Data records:
-- -- --

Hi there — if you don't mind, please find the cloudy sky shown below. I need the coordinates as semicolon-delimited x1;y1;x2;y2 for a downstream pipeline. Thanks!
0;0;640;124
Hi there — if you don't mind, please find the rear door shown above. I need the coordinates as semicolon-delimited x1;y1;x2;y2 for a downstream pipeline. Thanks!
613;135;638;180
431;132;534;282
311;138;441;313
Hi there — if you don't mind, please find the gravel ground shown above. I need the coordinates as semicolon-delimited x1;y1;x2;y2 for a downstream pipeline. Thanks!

-- -- --

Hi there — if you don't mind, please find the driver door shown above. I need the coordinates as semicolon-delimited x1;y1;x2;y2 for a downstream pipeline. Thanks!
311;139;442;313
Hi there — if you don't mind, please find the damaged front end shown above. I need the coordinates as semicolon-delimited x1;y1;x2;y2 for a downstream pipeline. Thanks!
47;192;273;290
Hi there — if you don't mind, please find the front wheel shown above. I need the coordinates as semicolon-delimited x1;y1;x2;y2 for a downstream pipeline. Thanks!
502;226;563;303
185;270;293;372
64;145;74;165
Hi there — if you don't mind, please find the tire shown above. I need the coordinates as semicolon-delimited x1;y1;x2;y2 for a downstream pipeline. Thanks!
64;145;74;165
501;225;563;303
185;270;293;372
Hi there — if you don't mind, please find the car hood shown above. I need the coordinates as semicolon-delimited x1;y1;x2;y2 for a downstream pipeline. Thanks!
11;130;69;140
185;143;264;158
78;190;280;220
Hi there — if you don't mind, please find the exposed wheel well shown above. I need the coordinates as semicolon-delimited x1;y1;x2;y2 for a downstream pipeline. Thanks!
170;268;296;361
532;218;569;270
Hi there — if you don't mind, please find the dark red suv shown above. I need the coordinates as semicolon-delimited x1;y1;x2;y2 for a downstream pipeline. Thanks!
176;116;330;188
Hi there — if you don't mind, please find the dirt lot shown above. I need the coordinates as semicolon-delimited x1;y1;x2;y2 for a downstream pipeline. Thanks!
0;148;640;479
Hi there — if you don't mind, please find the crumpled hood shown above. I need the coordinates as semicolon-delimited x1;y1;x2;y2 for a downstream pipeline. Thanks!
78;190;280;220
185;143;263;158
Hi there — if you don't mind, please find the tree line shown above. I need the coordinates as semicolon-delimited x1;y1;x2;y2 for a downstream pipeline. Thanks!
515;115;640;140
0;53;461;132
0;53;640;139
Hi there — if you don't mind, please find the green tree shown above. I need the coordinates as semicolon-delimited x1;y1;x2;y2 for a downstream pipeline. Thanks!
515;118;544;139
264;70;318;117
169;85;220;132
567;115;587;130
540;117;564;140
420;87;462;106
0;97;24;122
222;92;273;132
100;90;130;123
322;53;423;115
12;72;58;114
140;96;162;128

-- -- --

Stated exercise: Render the stretch of entries from the line containing "Hi there — if you don't mind, please find the driver" through the line containing "532;218;569;270" as a Markdown table with the columns Row and Entry. Number each line in the Row column and leave out blank lines.

Solution below:
| Row | Entry |
|---|---|
| 1 | Hi there — if you don't mind, please find the driver door shown above. I need the coordinates as semicolon-delimited x1;y1;x2;y2 for a downstream pipeline. Thanks! |
| 2 | 311;139;442;313 |
| 3 | Hi there — if you don't mind, please find the damaged front end shown above. I need the coordinates as semicolon-delimited x1;y1;x2;y2 for a downstream pipeline. Thanks! |
| 4 | 47;192;273;290 |
| 5 | Hi there — if you don't mind, please find the front wheel shown above. I need the coordinates as semicolon-delimited x1;y1;x2;y2 for a downstream pipeline. Thanks! |
| 6 | 502;226;563;303 |
| 7 | 185;270;293;372 |
| 8 | 64;145;74;165 |
| 9 | Hi there — if you don't mind, please find the tire shown above. I need the coordinates as semicolon-delimited x1;y1;x2;y2 for a downstream pipeline. Thanks! |
| 10 | 64;145;74;165 |
| 11 | 501;225;563;303 |
| 12 | 185;270;293;372 |
| 13 | Hi there — if you don't mind, please find the car hood shown above. I need the coordinates as semicolon-delimited x1;y1;x2;y2 for a downstream pipeline. Thanks! |
| 14 | 11;130;69;140 |
| 15 | 185;143;264;158 |
| 16 | 78;190;280;220 |
| 17 | Hi there — if you don't mind, please find the exposed wheel well shown above. I need the coordinates as semicolon-delimited x1;y1;x2;y2 for a downstream pipeline. Thanks! |
| 18 | 170;268;296;361 |
| 19 | 532;218;569;270 |